WHAT TO PRODUCE>
Set down each record below precisely, skipping the pictures.

RECORD LIST>
· · · ·

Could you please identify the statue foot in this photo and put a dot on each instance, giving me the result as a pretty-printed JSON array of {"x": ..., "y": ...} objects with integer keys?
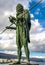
[{"x": 18, "y": 62}]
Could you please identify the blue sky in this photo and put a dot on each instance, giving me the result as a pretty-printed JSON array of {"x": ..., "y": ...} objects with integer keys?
[
  {"x": 38, "y": 12},
  {"x": 37, "y": 34}
]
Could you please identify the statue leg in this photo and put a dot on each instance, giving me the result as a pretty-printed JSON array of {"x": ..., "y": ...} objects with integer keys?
[
  {"x": 25, "y": 44},
  {"x": 26, "y": 51}
]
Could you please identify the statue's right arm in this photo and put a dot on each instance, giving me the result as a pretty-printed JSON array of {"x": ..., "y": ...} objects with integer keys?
[{"x": 12, "y": 20}]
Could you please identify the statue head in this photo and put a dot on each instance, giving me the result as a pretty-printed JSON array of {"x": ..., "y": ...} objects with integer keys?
[{"x": 19, "y": 8}]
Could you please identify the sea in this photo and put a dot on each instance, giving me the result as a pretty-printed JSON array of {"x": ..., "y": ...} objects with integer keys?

· · · ·

REPLY>
Could you please identify the statue foot in this photo and put a dot on each instance, giving me the result as a pretty-printed JSON array of {"x": ..., "y": ...} objects with integer keys?
[{"x": 18, "y": 62}]
Could you please identify the blue sky in this photo and put a dot on each instance, giving me the result as a pretty-printed JSON array of {"x": ..., "y": ...} objects with integer keys?
[
  {"x": 38, "y": 12},
  {"x": 37, "y": 34}
]
Could you please identify the statue leg in this photo and put a dot on each instance, giving me the result as a pretty-printed JSON array of {"x": ..., "y": ...} objects with integer keys?
[
  {"x": 25, "y": 44},
  {"x": 26, "y": 51}
]
Could you please identify the statue's right arm in this photo and put a dot on each instance, giving me the result as a pretty-printed JSON array of {"x": ..., "y": ...} objects with integer keys?
[{"x": 12, "y": 20}]
Could you please identify the statue head in this photo and put a dot on each instance, giving me the result as a pretty-printed JSON array of {"x": ..., "y": ...} objects with integer keys?
[{"x": 19, "y": 8}]
Could you please identify the sea in this photo and put a dot on each instance, giving me the result as a pretty-printed JSON array of {"x": ..., "y": ...} objects with integer keys?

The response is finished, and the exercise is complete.